WHAT IS NEEDED |
Go through the data and say how many lines include the string "building"; return only the figure.

MATERIAL FOR THIS TASK |
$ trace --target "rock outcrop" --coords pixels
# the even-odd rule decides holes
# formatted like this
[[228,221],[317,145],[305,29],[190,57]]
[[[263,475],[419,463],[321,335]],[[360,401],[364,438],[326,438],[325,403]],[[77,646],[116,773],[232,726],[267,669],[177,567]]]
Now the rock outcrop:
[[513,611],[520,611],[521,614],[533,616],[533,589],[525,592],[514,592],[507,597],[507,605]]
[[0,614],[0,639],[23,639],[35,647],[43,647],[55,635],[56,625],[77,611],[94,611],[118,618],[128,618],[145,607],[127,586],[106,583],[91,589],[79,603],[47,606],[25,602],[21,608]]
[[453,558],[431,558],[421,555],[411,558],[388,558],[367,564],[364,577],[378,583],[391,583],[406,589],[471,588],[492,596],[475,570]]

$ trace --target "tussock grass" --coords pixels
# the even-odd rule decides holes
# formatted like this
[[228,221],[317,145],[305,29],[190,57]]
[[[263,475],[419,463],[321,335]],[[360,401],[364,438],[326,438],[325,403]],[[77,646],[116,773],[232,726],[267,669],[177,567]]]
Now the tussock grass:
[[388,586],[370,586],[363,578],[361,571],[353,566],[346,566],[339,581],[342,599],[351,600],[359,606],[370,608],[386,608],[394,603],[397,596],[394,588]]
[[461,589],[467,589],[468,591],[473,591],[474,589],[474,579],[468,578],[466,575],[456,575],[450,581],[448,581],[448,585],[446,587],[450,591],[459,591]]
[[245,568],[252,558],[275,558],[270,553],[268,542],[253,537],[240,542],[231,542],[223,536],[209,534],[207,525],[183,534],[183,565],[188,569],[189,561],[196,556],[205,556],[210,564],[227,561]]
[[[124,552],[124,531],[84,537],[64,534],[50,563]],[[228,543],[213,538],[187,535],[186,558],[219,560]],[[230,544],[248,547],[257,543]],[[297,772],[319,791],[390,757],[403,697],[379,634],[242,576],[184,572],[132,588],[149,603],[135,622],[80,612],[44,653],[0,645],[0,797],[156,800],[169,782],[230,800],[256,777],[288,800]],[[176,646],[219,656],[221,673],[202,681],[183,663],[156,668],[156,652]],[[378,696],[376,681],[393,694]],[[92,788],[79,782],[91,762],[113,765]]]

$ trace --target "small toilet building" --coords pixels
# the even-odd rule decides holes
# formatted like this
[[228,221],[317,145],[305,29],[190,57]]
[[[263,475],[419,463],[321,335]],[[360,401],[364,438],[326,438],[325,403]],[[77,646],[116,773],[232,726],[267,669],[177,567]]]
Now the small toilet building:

SOLVED EXERCISE |
2